_WHAT YOU ARE ASKED TO DO_:
Starting at the line with "indicate the oak", copy each line through the last one below exactly as written, without any pictures.

[Dataset rows]
-----
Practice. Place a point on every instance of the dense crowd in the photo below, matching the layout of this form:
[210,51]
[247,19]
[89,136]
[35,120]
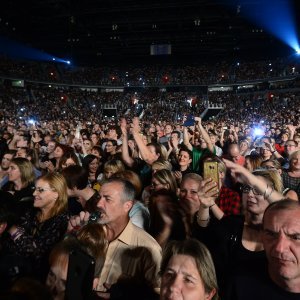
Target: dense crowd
[154,202]
[196,73]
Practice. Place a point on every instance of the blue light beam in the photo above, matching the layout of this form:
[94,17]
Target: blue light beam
[274,16]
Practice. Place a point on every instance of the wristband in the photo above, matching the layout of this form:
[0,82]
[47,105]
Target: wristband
[17,233]
[198,218]
[211,206]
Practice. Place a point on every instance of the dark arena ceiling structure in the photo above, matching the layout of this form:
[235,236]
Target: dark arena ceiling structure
[92,31]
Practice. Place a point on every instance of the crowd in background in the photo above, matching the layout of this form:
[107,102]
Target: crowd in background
[150,74]
[74,179]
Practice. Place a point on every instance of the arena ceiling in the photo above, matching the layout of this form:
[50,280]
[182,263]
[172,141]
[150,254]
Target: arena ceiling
[99,30]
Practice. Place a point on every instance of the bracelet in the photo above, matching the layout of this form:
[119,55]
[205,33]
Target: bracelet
[198,218]
[17,233]
[267,195]
[211,206]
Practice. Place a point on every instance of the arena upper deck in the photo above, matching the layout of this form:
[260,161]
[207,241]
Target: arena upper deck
[93,31]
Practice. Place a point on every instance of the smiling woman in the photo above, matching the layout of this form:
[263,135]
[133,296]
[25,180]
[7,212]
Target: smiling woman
[42,226]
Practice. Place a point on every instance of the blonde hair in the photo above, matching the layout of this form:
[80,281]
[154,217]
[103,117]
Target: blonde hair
[92,236]
[58,183]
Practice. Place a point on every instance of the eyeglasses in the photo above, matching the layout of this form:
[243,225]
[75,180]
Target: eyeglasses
[154,184]
[246,190]
[41,190]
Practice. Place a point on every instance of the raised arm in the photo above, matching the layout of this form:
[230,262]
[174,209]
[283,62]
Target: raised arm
[244,176]
[125,152]
[204,135]
[186,140]
[146,154]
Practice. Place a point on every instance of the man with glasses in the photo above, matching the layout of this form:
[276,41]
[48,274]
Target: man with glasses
[278,276]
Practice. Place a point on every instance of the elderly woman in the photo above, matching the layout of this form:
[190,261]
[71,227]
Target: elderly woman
[188,272]
[42,226]
[291,178]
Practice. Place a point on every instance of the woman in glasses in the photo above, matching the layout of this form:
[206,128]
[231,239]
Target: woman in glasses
[237,238]
[42,226]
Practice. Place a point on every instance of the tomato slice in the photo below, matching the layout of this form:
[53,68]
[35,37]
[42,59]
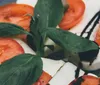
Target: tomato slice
[97,37]
[17,14]
[88,80]
[73,15]
[9,48]
[44,79]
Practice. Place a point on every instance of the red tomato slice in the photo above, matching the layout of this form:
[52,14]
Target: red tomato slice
[97,37]
[44,79]
[9,48]
[17,14]
[73,15]
[88,80]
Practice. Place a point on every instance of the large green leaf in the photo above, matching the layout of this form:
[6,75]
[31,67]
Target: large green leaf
[75,46]
[71,41]
[7,29]
[50,12]
[23,69]
[47,13]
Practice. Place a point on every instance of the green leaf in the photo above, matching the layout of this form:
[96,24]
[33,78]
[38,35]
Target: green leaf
[7,29]
[72,43]
[23,69]
[38,39]
[50,12]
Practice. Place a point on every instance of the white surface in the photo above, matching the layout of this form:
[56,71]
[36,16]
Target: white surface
[49,66]
[65,75]
[30,2]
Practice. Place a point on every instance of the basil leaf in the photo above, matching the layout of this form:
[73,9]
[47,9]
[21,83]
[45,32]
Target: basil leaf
[23,69]
[50,12]
[72,43]
[37,42]
[7,29]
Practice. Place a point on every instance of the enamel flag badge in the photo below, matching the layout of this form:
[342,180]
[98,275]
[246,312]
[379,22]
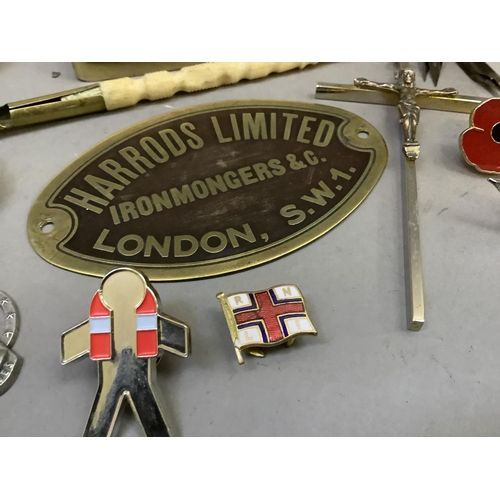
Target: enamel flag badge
[265,318]
[480,143]
[126,334]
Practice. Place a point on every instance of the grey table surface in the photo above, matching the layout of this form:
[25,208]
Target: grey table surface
[364,374]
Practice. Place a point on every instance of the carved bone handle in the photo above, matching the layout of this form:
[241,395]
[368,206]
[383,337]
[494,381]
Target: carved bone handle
[124,92]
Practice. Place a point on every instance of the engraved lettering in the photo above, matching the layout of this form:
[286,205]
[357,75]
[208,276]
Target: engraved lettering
[136,159]
[246,176]
[211,235]
[254,127]
[161,201]
[174,143]
[99,244]
[218,131]
[319,195]
[304,128]
[247,235]
[137,245]
[288,124]
[324,133]
[152,242]
[85,199]
[289,211]
[195,141]
[185,252]
[104,187]
[114,169]
[144,205]
[127,210]
[185,195]
[154,149]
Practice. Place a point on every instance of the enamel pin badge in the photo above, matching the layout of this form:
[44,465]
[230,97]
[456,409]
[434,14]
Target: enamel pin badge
[480,143]
[125,334]
[265,318]
[9,362]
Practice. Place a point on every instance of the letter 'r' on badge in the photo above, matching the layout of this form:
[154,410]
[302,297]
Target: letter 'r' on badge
[480,143]
[265,318]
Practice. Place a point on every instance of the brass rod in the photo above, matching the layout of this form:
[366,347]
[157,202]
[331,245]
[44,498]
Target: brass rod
[415,285]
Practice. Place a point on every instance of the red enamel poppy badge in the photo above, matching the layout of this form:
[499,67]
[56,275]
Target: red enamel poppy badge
[480,143]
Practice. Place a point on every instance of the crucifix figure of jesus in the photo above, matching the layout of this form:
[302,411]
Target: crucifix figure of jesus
[409,111]
[409,116]
[408,99]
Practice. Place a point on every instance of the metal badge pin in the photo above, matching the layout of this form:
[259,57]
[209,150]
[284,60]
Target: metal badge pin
[265,318]
[124,334]
[10,364]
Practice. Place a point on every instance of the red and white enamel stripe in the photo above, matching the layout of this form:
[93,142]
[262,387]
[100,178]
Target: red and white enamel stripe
[101,328]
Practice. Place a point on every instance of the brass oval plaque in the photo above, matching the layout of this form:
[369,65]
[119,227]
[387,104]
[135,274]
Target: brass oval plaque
[208,190]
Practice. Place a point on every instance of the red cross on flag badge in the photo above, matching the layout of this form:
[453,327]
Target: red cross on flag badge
[265,318]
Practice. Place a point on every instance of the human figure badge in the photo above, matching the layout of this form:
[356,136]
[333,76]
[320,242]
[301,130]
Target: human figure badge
[125,334]
[265,318]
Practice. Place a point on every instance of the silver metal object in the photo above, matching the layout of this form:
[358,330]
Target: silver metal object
[409,114]
[126,335]
[434,68]
[495,182]
[351,93]
[9,362]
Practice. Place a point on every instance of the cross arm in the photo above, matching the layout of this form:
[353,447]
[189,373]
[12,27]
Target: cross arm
[351,93]
[447,92]
[368,84]
[75,343]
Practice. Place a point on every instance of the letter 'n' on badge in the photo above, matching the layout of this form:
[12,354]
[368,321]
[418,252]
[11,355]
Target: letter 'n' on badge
[265,318]
[125,334]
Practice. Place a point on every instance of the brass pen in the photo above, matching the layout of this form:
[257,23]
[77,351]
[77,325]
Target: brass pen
[124,92]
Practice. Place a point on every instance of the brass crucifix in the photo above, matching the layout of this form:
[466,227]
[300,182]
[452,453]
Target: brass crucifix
[407,94]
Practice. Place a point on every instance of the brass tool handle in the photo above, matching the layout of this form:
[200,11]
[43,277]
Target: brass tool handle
[125,92]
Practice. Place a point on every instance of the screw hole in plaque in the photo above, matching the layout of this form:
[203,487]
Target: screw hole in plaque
[47,227]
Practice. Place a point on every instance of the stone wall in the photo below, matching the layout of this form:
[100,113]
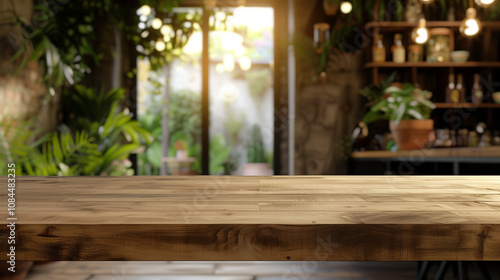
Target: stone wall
[326,113]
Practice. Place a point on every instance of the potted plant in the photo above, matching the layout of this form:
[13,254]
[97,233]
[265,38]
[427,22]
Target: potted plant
[256,160]
[408,109]
[331,7]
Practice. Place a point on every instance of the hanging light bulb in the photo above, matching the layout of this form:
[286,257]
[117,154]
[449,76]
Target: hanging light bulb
[219,68]
[228,62]
[156,23]
[145,10]
[420,35]
[166,30]
[484,3]
[470,26]
[160,45]
[245,63]
[345,7]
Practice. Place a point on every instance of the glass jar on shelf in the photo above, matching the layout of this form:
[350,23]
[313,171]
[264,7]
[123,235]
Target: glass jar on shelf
[378,49]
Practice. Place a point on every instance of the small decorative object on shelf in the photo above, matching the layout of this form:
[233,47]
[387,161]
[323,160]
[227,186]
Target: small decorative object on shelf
[461,89]
[413,11]
[398,50]
[470,26]
[496,138]
[473,139]
[331,7]
[408,109]
[415,53]
[485,3]
[477,91]
[452,93]
[485,139]
[420,34]
[378,49]
[438,47]
[459,56]
[321,33]
[496,97]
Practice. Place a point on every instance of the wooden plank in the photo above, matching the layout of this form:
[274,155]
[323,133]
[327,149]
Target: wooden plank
[255,218]
[357,242]
[493,151]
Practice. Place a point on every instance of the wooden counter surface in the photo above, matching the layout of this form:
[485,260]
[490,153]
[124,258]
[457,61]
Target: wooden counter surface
[255,218]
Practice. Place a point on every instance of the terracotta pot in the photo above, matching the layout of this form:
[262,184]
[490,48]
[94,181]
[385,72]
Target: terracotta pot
[257,169]
[411,134]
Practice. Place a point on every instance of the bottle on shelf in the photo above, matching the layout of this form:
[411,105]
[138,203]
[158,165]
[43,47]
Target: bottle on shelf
[461,89]
[473,139]
[477,91]
[452,93]
[453,138]
[398,50]
[378,49]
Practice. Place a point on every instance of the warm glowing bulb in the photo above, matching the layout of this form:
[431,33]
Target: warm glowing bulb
[220,15]
[166,30]
[145,10]
[239,51]
[156,23]
[228,62]
[420,35]
[219,68]
[470,26]
[160,45]
[485,3]
[245,63]
[346,7]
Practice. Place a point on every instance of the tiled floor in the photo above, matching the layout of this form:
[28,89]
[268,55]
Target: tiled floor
[221,271]
[231,271]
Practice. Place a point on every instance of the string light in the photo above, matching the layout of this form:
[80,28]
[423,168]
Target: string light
[420,35]
[485,3]
[156,23]
[145,10]
[345,7]
[470,26]
[228,62]
[245,63]
[160,45]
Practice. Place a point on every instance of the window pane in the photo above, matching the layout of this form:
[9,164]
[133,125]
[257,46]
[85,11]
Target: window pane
[241,91]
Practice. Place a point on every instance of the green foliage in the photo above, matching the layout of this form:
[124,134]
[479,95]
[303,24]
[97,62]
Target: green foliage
[219,153]
[319,57]
[375,92]
[255,147]
[403,103]
[95,143]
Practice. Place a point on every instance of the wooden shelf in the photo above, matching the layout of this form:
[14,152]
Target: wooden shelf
[466,105]
[395,26]
[423,64]
[486,152]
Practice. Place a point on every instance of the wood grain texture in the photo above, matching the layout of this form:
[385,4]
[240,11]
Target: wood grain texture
[256,218]
[493,151]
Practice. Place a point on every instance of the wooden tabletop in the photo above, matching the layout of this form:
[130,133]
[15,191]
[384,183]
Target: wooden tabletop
[483,152]
[255,218]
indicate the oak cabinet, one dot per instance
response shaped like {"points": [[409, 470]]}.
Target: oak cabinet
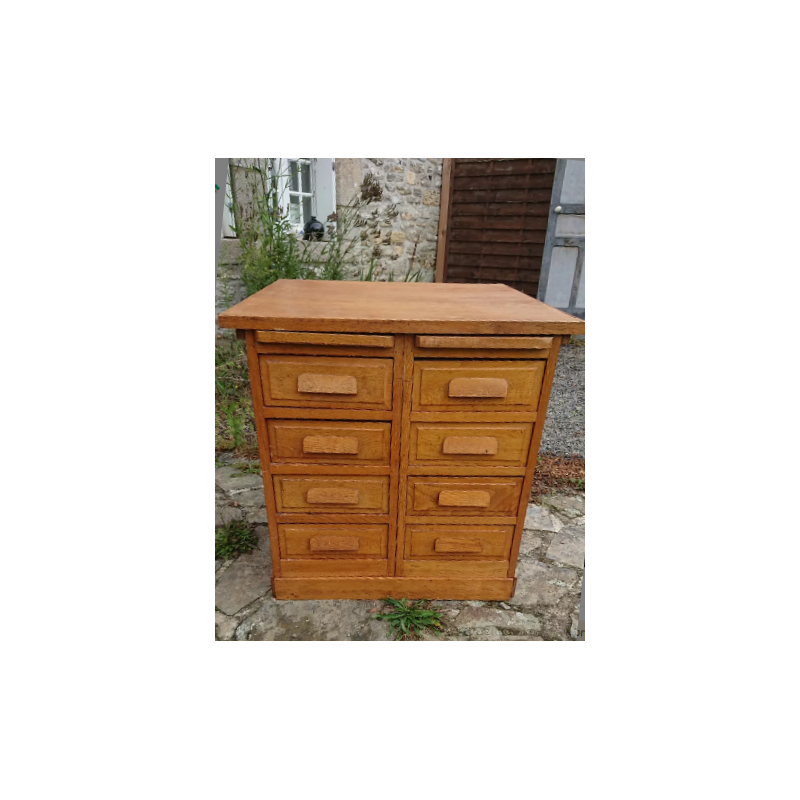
{"points": [[399, 428]]}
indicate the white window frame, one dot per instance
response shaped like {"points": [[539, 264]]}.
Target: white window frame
{"points": [[322, 194], [322, 190]]}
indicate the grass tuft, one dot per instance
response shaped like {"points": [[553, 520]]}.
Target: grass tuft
{"points": [[233, 540], [408, 621]]}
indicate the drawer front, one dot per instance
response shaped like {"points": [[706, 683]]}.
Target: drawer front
{"points": [[462, 542], [478, 385], [470, 443], [309, 382], [312, 495], [295, 442], [464, 497], [338, 542]]}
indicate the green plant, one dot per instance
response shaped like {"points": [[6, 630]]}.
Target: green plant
{"points": [[247, 469], [234, 422], [232, 540], [410, 620]]}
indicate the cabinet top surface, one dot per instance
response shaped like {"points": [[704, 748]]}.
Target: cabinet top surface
{"points": [[361, 307]]}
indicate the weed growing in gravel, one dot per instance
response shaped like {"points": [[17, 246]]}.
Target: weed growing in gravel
{"points": [[232, 540], [407, 621], [234, 423]]}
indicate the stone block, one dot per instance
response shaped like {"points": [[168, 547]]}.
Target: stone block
{"points": [[569, 547], [571, 225], [542, 585], [562, 276], [574, 191]]}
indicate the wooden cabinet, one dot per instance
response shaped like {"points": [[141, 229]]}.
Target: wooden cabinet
{"points": [[399, 428]]}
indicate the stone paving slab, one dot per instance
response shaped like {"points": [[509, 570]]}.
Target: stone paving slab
-----
_OUTPUT FOR THIS EXERCISE_:
indicate the oak cabinet, one dot per instance
response shaped like {"points": [[409, 470]]}.
Target: oak cabinet
{"points": [[399, 428]]}
indicate the white window frame, one dot per instance
response shaped like {"points": [[539, 264]]}.
Target: white window frame
{"points": [[322, 194], [322, 190]]}
indicate the grass tuft, one dot per instance
response shaped like {"points": [[553, 520]]}.
Target: grass tuft
{"points": [[233, 540], [408, 621]]}
indicate the drawer front, one dot per instance
response shaped like {"points": [[706, 683]]}.
Target: drawer front
{"points": [[462, 542], [478, 385], [470, 443], [309, 382], [312, 495], [295, 442], [464, 497], [338, 542]]}
indicate the green plant, one dot per instance
response shaped like {"points": [[6, 630]]}.
Target: green plant
{"points": [[247, 469], [234, 422], [232, 540], [410, 620]]}
indicate the cabinet top surface, one dot per instance
response shaped like {"points": [[704, 748]]}.
Target: cabinet top surface
{"points": [[361, 307]]}
indicate the weed growing in gravel, one dot per instance
response shaped like {"points": [[17, 246]]}.
Target: weed growing in gravel
{"points": [[232, 540], [407, 621], [234, 423]]}
indicate the stone block, one dot per instance
response shaped like {"points": [[168, 547]]}.
Target: stone block
{"points": [[569, 547], [571, 225], [542, 585], [562, 276], [574, 191]]}
indicate the wooden cabinet, one dot per instance
response shaped like {"points": [[141, 229]]}.
Target: wooden cabinet
{"points": [[399, 428]]}
indicate the stone paving slab, one dot per instance
response shaped like {"points": [[509, 570]]}.
Target: stone paving slab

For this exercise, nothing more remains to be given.